_Assignment_
Write down exactly the lines of the records below, beginning with the first and ending with the line that includes "rule: each instance of the row".

Entries provided: Begin

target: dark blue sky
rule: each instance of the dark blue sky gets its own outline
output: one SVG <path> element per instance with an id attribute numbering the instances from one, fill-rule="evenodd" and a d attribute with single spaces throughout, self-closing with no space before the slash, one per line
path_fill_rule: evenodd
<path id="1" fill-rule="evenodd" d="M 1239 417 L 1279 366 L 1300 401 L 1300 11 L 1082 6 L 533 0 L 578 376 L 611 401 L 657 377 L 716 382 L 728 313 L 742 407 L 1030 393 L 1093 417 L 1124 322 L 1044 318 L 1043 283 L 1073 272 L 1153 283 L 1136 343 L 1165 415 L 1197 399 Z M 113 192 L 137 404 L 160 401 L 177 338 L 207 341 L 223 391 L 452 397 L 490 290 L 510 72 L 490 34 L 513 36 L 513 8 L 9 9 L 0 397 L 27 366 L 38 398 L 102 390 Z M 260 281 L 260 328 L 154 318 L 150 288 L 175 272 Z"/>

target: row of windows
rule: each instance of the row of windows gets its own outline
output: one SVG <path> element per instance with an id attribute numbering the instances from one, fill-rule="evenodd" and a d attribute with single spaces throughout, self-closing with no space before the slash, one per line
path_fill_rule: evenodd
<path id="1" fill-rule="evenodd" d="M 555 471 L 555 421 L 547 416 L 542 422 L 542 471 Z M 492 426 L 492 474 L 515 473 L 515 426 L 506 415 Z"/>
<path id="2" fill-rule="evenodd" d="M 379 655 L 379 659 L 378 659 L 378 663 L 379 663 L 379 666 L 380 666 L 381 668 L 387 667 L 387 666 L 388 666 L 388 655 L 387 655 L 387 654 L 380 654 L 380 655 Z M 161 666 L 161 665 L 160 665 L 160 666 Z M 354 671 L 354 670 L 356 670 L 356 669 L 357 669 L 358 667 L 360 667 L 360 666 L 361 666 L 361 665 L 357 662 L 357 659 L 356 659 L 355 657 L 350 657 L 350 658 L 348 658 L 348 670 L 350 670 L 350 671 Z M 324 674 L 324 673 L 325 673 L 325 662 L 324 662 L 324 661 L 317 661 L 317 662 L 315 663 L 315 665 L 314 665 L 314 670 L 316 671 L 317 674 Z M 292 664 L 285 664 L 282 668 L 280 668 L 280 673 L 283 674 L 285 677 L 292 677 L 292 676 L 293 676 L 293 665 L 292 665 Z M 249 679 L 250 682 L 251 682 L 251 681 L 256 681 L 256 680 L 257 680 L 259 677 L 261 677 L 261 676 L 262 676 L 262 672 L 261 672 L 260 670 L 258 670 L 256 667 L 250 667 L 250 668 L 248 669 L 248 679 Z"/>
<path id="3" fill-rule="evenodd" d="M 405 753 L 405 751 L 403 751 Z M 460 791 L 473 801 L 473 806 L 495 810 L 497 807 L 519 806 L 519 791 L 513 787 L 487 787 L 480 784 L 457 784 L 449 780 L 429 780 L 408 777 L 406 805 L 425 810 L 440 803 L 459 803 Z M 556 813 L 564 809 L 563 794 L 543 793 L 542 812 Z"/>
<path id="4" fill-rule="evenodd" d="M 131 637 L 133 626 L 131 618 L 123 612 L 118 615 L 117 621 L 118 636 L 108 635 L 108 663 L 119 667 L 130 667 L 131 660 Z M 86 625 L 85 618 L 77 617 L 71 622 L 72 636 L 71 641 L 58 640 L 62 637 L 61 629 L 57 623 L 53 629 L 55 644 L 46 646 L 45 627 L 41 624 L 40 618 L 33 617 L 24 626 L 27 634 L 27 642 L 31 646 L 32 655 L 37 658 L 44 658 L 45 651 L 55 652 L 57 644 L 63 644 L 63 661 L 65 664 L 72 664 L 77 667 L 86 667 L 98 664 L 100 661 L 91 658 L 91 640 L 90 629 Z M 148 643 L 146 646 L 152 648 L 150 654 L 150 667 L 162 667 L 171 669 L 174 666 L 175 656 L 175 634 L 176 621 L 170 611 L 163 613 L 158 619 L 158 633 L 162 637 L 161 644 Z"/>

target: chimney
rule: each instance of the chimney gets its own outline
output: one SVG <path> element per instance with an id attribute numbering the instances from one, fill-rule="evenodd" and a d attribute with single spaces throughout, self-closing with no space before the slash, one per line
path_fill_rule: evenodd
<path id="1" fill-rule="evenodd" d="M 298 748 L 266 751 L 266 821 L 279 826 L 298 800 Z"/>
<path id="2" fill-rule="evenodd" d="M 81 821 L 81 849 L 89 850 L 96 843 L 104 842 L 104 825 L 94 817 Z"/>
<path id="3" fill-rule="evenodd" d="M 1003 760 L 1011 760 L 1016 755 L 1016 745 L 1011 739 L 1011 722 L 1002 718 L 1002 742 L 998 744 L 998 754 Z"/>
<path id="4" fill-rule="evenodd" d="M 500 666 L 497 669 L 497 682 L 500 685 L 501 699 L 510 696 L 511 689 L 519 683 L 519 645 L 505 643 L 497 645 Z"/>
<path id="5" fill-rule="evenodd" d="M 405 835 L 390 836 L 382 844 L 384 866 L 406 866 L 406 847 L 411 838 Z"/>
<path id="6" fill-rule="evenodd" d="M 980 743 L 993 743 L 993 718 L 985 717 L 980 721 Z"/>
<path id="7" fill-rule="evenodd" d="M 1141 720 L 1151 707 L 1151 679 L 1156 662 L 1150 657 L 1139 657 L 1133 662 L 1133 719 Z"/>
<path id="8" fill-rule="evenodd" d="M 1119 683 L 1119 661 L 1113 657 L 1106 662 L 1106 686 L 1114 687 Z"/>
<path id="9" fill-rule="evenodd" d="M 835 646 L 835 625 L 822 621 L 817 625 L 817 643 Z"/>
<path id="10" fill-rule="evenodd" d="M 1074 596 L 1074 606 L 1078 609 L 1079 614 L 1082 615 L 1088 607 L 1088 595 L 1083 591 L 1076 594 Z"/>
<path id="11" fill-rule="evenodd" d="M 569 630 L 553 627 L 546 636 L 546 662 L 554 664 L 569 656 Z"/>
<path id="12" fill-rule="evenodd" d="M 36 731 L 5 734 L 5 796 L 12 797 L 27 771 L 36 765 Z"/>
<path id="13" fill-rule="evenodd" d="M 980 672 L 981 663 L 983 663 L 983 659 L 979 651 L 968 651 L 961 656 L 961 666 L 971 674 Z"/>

Entries provided: End

_Written solution_
target: dark blue sky
rule: each instance of the dark blue sky gets its own outline
output: one SVG <path> element per instance with an id attribute numbering the instances from one, fill-rule="evenodd" and a d attribute with single spaces throughout, self-closing with no space before the slash, one per line
path_fill_rule: evenodd
<path id="1" fill-rule="evenodd" d="M 1239 417 L 1279 366 L 1300 401 L 1300 11 L 1082 6 L 533 0 L 578 376 L 611 401 L 657 377 L 716 382 L 728 313 L 742 407 L 1030 393 L 1093 417 L 1124 322 L 1044 318 L 1043 283 L 1073 272 L 1153 283 L 1136 343 L 1165 415 L 1197 399 Z M 113 192 L 137 404 L 160 401 L 177 338 L 207 341 L 223 391 L 452 397 L 490 290 L 510 72 L 490 34 L 513 36 L 513 8 L 9 9 L 0 397 L 27 366 L 38 398 L 102 390 Z M 260 281 L 260 328 L 154 318 L 150 288 L 175 272 Z"/>

target: row of windows
rule: each instance of the row of windows gets its own outline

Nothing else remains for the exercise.